## CONSIGNE
Recopiez sans rien changer le passage du texte sur la bioéquivalence du Levothyrox situé entre « La crise du » et « des auteurs (3). », ces deux segments inclus.

## TEXTE À ANALYSER
------
La crise du Levothyrox consécutive au remplacement du médicament par une nouvelle formule dans des conditions jugées a posteriori extrêmement critiquables par les pouvoirs publics eux-mêmes suscite de nombreuses interrogations, dont l’une concerne l’étude de bioéquivalence qui a permis la substitution d’une formule à l’autre. À la suite de la publication dans La Revue du Praticien de l’article de Catherine Hill et Martin Schlumberger « Les deux formules de Levothyrox ne sont pas bioéquivalentes » (Rev Prat 2019;69:559-601), nous avons reçu deux réponses que nous publions sous le titre « Les deux formules de Levothyrox sont-elles bioéquivalentes ? » (1) et (2) suivies de celle des auteurs (3).
La rédaction
Nous remercions Coste, Bertagna, Zureik et Nicolas d’une part et Ramez d’autre part de nous donner l’occasion de préciser un certain nombre de points ; nos réponses sont résumées dans le tableau ci-contre.
Bioéquivalence moyenne ou bioéquivalence individuelle
Pour conclure à la bioéquivalence entre les deux formulations du Levothyrox, suffit-il de démontrer qu’elles ont le même effet moyen, ce qui correspond à la réglementation actuelle ? Nous pensons au contraire que les patients ont le droit de savoir quelle proportion des sujets ont des réactions très différentes quand ils ingèrent les deux formulations. Cette information est d’autant plus essentielle que la lévothyroxine est un médicament à marge thérapeutique étroite : chaque sujet a une dose de confort qui est variable d’un sujet à l’autre. Il faut donc étudier la dispersion des différences de biodisponibilité entre les deux formulations (bioéquivalence individuelle) et pas seulement la moyenne de ces différences (bioéquivalence moyenne). Pour illustrer ce point, on pourrait imaginer trois sujets recevant chacun successivement les deux formulations : si les différences entre les deux formulations étaient de -30 %, 0 % et 30 %, la moyenne des différences (évaluée par l’étude de la bioéquivalence moyenne) serait nulle, mais un sujet serait en sous-dosage et un autre sujet en surdosage (c’est ce que montre l’étude de la bioéquivalence individuelle).
------
## ENREGISTREMENTS
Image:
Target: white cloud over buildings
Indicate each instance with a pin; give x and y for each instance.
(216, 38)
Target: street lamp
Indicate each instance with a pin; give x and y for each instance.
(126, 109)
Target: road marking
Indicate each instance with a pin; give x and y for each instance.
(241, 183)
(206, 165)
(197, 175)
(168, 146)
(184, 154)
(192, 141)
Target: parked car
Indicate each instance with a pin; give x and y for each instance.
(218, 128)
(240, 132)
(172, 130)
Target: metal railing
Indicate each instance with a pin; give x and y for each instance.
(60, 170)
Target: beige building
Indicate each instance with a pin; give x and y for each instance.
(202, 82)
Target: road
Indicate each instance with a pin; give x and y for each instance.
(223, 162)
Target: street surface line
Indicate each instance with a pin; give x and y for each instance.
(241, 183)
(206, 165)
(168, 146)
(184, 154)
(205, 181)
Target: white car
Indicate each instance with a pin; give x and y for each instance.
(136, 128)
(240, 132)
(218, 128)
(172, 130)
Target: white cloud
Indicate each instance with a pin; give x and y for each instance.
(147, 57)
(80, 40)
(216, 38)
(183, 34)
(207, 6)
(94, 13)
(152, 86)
------
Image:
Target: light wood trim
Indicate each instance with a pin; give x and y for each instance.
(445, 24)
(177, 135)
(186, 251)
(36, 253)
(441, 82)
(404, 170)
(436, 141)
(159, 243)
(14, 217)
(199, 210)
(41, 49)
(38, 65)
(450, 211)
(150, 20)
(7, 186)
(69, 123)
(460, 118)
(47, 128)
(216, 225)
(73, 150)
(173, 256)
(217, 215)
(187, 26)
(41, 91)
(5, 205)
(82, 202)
------
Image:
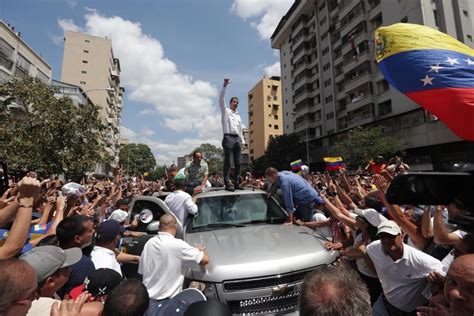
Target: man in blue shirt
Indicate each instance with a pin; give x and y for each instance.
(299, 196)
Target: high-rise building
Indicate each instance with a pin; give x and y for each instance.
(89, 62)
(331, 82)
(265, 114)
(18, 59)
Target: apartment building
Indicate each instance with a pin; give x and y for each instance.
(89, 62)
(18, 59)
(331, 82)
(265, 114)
------
## CORRIGÉ
La crise du Levothyrox consécutive au remplacement du médicament par une nouvelle formule dans des conditions jugées a posteriori extrêmement critiquables par les pouvoirs publics eux-mêmes suscite de nombreuses interrogations, dont l’une concerne l’étude de bioéquivalence qui a permis la substitution d’une formule à l’autre. À la suite de la publication dans La Revue du Praticien de l’article de Catherine Hill et Martin Schlumberger « Les deux formules de Levothyrox ne sont pas bioéquivalentes » (Rev Prat 2019;69:559-601), nous avons reçu deux réponses que nous publions sous le titre « Les deux formules de Levothyrox sont-elles bioéquivalentes ? » (1) et (2) suivies de celle des auteurs (3).